-------- Selected excerpt

This is a list of important events relating to the LGBT community from 1801 to 1900. The earliest published studies of lesbian activity were written in the early 19th century.

1800s

1802 
The French Republic annexes Piedmont, thus extending the French Penal Code of 1791 to the annexed territory.

1803 
The last recorded state sanctioned execution for male same-sex sodomy occurs in the Batavian Commonwealth and continental Europe.

1807 
 One of the early known same-sex couples in American history, Vermont residents Charity Bryant and Sylvia Drake, begin their relationship. This couple is most strongly documented in historian Rachel Hope Cleves' 2014 book Charity and Sylvia: A Same-Sex Marriage in Early America.
 The Duchy of Warsaw is created, re-legalizing same-sex sexual intercourse.

1809 
The French Empire annexes the States of the Church, thus extending the Napoleonic Code to the annexed territory.

1810s

1811 
 The Netherlands abolish laws criminalizing homosexual conduct.
 The French Empire annexes the German North Sea coast, thus extending the Napoleonic Code to the annexed territory.

1812 
 The French Empire annexes Catalonia, thus extending the Napoleonic Code to the annexed territory.

1813 
 The Kingdom of Bavaria abolishes laws criminalizing homosexual conduct between consenting adults.

1814 
 The term "crime against nature" first used in the criminal code in the United States.

1815 
 The Duchy of Warsaw is annexed between the Kingdom of Prussia and the Russian Empire, thus re-criminalizing same-sex sexual intercourse in Prussian annexed territory.

1820s

1822 
  The Dominican Republic decriminalizes homosexuality.
El Salvador decriminalizes homosexuality.

1824 
 28 October — The Marquis de Custine is beaten and left for dead after propositioning a male soldier in Saint-Denis. The scandal forces him out of the closet, but he recovers and lives the rest of his life as an open 'sodomite' with his partner Edward St. Barbe. Custine maintains a successful social life in Paris.

1830s

1830 
 Empire of Brazil decriminalizes homosexuality.

1832 
 The Russian Empire criminalizes muzhelozhstvo, which courts interpret to mean anal sex between men, under Article 995 of the criminal code. Men convicted were stripped of their legal rights and sent to Siberia for four to five years.

----------------

▶ [What the task requires]
Rewrite the list of LGBT events, beginning at the words "The French Empire annexes the German" and stopping after "between consenting adults.", and change "Napoleonic Code" to "Civil Code" wherever it occurs.

-------- Material supplied

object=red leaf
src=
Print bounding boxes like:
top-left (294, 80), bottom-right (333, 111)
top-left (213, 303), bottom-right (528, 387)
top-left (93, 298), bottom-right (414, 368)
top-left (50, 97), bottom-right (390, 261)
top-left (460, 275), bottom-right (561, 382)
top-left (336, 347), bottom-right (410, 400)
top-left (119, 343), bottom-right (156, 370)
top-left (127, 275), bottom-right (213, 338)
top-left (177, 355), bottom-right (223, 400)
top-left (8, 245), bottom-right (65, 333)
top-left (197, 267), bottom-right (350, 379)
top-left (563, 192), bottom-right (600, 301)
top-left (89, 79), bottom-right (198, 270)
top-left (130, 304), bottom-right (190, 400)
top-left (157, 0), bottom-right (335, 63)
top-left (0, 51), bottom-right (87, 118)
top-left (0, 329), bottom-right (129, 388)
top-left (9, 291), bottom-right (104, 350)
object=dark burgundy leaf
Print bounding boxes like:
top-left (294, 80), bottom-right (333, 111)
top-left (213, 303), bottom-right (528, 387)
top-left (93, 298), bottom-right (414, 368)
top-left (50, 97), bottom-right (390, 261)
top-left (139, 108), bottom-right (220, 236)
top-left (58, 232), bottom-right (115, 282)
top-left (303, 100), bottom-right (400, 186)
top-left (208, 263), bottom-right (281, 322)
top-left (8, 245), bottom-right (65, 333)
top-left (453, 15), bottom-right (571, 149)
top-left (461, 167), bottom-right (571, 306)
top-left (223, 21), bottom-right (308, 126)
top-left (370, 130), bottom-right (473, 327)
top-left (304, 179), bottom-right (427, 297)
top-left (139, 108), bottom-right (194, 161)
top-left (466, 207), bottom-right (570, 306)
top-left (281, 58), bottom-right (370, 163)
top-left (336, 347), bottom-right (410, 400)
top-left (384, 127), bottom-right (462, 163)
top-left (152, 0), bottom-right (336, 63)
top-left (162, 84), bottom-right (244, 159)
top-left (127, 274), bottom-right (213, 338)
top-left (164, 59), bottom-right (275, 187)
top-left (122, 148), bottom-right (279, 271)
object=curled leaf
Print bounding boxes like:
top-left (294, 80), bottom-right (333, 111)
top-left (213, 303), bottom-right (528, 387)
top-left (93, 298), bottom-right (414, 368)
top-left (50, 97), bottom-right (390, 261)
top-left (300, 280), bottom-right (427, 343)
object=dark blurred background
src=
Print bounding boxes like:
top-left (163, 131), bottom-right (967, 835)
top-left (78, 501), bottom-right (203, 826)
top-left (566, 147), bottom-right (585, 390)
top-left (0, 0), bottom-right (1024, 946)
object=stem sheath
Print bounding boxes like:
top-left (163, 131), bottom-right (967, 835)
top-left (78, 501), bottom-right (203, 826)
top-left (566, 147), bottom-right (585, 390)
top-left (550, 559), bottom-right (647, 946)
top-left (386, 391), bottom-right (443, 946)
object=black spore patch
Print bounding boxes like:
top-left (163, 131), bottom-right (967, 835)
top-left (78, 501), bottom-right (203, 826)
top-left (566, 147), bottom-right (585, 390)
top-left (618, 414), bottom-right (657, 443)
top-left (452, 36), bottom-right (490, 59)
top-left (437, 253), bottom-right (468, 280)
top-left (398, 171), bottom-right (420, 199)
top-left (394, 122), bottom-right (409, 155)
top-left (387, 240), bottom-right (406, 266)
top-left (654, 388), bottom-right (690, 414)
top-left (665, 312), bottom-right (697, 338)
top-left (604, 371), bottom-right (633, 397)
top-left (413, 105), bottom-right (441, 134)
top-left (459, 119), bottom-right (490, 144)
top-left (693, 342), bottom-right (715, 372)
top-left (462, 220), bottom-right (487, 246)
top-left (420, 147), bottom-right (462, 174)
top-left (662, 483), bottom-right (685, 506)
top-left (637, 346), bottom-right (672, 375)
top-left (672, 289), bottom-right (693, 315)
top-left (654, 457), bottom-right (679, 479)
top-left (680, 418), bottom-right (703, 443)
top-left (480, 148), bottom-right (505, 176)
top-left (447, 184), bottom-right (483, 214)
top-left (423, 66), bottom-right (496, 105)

----------------

▶ [Response below]
The French Empire annexes the German North Sea coast, thus extending the Civil Code to the annexed territory.

1812 
 The French Empire annexes Catalonia, thus extending the Civil Code to the annexed territory.

1813 
 The Kingdom of Bavaria abolishes laws criminalizing homosexual conduct between consenting adults.